***** DATA TO PROCESS

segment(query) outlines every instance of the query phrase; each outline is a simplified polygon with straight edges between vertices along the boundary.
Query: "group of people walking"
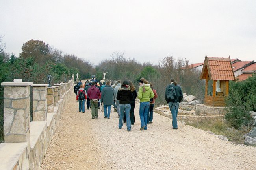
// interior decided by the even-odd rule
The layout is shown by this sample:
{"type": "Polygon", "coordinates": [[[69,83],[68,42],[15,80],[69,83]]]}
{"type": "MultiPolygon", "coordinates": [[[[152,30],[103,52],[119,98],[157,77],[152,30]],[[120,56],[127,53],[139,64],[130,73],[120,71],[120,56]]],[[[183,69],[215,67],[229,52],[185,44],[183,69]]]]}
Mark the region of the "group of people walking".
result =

**********

▶ [TASK DESCRIPTION]: Reproduce all the entries above with "group of people walking" swapped for "crowd of pedestrians" and nothing else changed. Omit the pictures.

▶ [RIGHT ANSWER]:
segment(query) outlines every instance of the query phrase; each outline is a simplified polygon with straight edges between vertices along the boundary.
Query: "crowd of pedestrians"
// interior decided by the even-odd rule
The layout is shown by this sample:
{"type": "Polygon", "coordinates": [[[69,83],[68,42],[15,80],[69,83]]]}
{"type": "MultiPolygon", "coordinates": [[[[152,30],[103,52],[119,98],[157,77],[152,30]],[[120,56],[127,53],[139,64],[130,73],[120,71],[120,56]]],[[[183,69],[215,67],[229,52],[185,44],[183,69]]]]}
Mark the region of the "crowd of pedestrians".
result =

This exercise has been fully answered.